* _Do this_: Word for word, quote all of the material, omitting the pictures.

* _Extracted records_:
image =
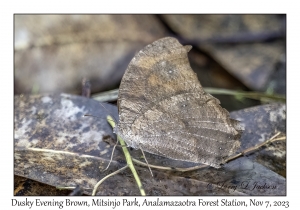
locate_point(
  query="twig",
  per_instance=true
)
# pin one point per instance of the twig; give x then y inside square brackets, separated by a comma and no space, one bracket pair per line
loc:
[128,158]
[109,175]
[112,95]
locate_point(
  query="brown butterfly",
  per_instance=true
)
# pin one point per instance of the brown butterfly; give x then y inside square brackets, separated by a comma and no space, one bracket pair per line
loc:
[164,110]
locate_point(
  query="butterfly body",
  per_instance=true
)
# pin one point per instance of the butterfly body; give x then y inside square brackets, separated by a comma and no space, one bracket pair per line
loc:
[164,110]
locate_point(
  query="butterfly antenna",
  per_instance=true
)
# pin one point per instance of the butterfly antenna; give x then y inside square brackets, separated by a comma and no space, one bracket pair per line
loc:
[147,162]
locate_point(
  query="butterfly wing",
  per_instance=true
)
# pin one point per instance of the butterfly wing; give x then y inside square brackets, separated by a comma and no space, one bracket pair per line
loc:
[164,110]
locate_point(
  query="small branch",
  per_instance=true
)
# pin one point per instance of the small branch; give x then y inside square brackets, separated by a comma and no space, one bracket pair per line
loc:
[106,177]
[128,158]
[112,95]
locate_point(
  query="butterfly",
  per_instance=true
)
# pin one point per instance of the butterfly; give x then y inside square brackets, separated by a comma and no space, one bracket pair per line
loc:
[164,110]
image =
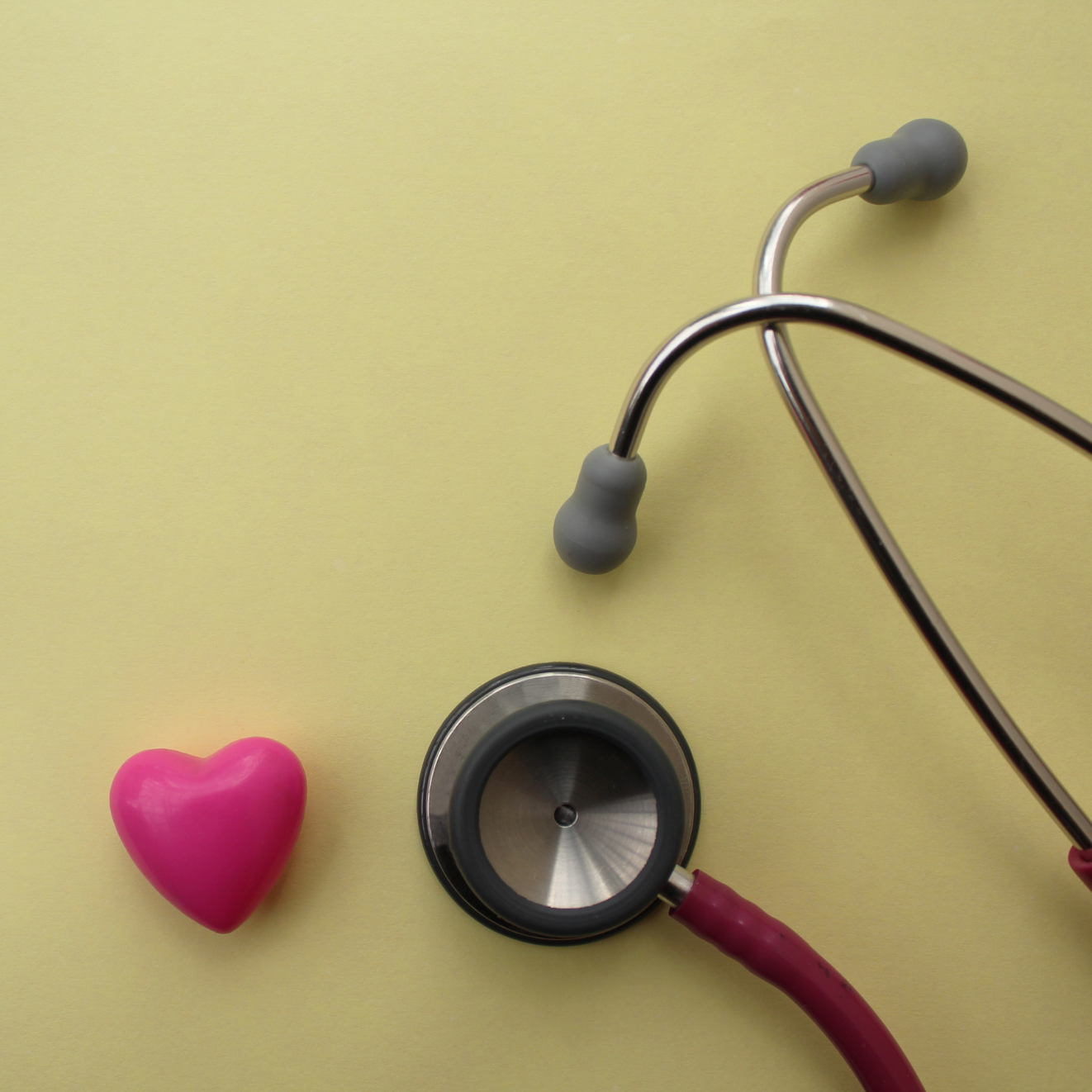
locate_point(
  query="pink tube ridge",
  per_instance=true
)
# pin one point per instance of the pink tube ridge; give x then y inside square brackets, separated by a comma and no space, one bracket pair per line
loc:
[773,952]
[1080,861]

* _Output of the task_:
image =
locate_point(
  query="twig",
  per_instance=true
)
# pin one point per instance of the twig; give x then y inside square brackets, separated by a comma and no space, one bracket pair per line
loc:
[128,158]
[109,175]
[112,95]
locate_point(
  query="brown butterfly",
  per_instance=true
)
# pin one point per instance of the brown butterfly; give x then y inside square brackets, separated by a comma and no space, one bracket pair per line
loc:
[164,110]
locate_point(
  query="butterfly body",
  per_instance=true
)
# pin one point per instance of the butterfly body; give x then y inside square brackets, separated by a comma and no space, one bracket pair per line
loc:
[164,110]
locate_point(
  query="butterfly antenna",
  per_instance=true
)
# pin one point per instance of the butterfly antenna; give x then y inside square brackets, separated by a comma and no space, one bracket pair per line
loc:
[147,162]
locate_point(
  query="butterfly wing",
  per_instance=true
)
# pin one point per instance of the butterfly wing; give x then y inside square brackets, separated by a comma and no space, one bracket pair per line
loc:
[164,110]
locate_point(
  query="small branch",
  per_instance=true
)
# pin one point per instance of the small branch; give x then y inside square brackets, separated by a comma and no space, one bracket pair per line
loc:
[106,177]
[128,158]
[112,95]
locate_point(
  query="butterfly",
  per_instance=true
)
# pin one point per instance of the butterfly; give x then y inside square brackets, separated by a comma and no space, one bracket pair per line
loc:
[164,110]
image =
locate_point(
  query="pink tube ridge",
  per_instance=true
)
# pin one point per instance of the pink tube ridge; give x then y inside square brackets, separated by a comma and no space, one bracket pair per line
loc:
[773,952]
[1080,861]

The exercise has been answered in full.